Direction:
Please output exactly the run of lines that starts at the line with "For the evaluation set, point out every instance of the pit" and ends at the last line of the records below.

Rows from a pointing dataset
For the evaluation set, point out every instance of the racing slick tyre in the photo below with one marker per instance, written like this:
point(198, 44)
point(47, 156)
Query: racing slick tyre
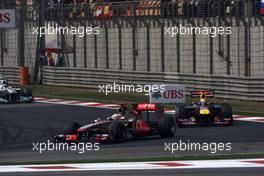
point(166, 127)
point(71, 128)
point(227, 113)
point(116, 131)
point(181, 113)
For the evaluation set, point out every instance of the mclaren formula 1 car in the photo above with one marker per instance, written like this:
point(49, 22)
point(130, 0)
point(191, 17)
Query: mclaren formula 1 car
point(131, 121)
point(204, 112)
point(14, 95)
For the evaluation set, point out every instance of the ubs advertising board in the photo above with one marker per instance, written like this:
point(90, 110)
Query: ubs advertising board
point(7, 18)
point(168, 94)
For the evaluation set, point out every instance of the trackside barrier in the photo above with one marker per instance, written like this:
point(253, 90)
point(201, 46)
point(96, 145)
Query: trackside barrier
point(240, 88)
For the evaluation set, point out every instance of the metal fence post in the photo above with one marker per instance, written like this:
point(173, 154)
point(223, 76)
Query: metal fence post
point(148, 48)
point(95, 52)
point(247, 50)
point(2, 38)
point(211, 55)
point(228, 59)
point(178, 49)
point(194, 52)
point(74, 50)
point(21, 59)
point(85, 49)
point(40, 41)
point(106, 46)
point(162, 49)
point(134, 37)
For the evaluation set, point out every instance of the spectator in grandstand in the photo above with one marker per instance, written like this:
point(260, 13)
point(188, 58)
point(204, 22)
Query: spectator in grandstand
point(60, 61)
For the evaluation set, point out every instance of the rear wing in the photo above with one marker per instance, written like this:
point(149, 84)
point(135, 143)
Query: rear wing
point(207, 93)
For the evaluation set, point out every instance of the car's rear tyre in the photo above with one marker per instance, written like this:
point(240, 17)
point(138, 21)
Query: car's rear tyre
point(71, 128)
point(116, 131)
point(227, 112)
point(180, 113)
point(166, 127)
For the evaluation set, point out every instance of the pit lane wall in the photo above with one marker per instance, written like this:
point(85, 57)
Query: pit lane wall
point(241, 88)
point(11, 73)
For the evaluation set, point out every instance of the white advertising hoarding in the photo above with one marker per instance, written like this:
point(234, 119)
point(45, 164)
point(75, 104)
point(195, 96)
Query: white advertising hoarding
point(168, 94)
point(7, 18)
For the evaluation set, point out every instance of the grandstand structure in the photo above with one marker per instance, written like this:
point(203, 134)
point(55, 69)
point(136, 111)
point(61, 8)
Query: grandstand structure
point(132, 37)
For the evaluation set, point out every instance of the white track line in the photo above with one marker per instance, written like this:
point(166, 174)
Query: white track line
point(243, 163)
point(115, 106)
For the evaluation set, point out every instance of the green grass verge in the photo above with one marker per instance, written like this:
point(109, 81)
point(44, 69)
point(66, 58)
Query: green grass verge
point(176, 158)
point(250, 108)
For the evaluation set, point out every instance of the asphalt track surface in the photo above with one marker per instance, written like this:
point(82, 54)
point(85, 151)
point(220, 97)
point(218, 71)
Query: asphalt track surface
point(172, 172)
point(24, 124)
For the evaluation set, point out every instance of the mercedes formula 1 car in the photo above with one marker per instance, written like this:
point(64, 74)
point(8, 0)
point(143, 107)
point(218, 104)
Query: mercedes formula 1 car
point(14, 95)
point(203, 112)
point(131, 121)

Completed exercise:
For the evaluation set, point out every instance of the pit lane wall in the photo above with one marker per instance, written like this:
point(85, 57)
Query: pit lane wall
point(241, 88)
point(11, 73)
For the evaluation set, point out every instance of the white advertising hoarding in the photo above with one marker per instance, written like this:
point(234, 119)
point(45, 164)
point(75, 104)
point(195, 96)
Query: white advertising hoarding
point(168, 94)
point(7, 18)
For the evaluation set, point out every instance of the grandstand structure in the photo above with one marker per instance, written like this:
point(203, 134)
point(55, 69)
point(136, 111)
point(61, 8)
Query: grandstand structure
point(132, 37)
For the evaluation set, point out every instance of the white track line in the photo above with one marker per instance, written like this:
point(166, 174)
Query: white track line
point(243, 163)
point(115, 106)
For the evaluation set, point out every instance of the green grass verge in the photo above with one marker per instance, written like this:
point(109, 81)
point(44, 69)
point(66, 58)
Query: green grass verge
point(176, 158)
point(250, 108)
For the evaluation set, point out every instance of the asphalt track surface in the photo above with one marker per instance, written like this:
point(82, 54)
point(85, 151)
point(220, 97)
point(218, 71)
Query: asphalt track surface
point(172, 172)
point(24, 124)
For the evaluation set, point out every instance of the mercedes formula 1 car in the photo above with one marker per instance, written like this:
point(64, 74)
point(8, 0)
point(143, 107)
point(218, 104)
Query: mercedes formula 1 car
point(14, 95)
point(203, 112)
point(131, 121)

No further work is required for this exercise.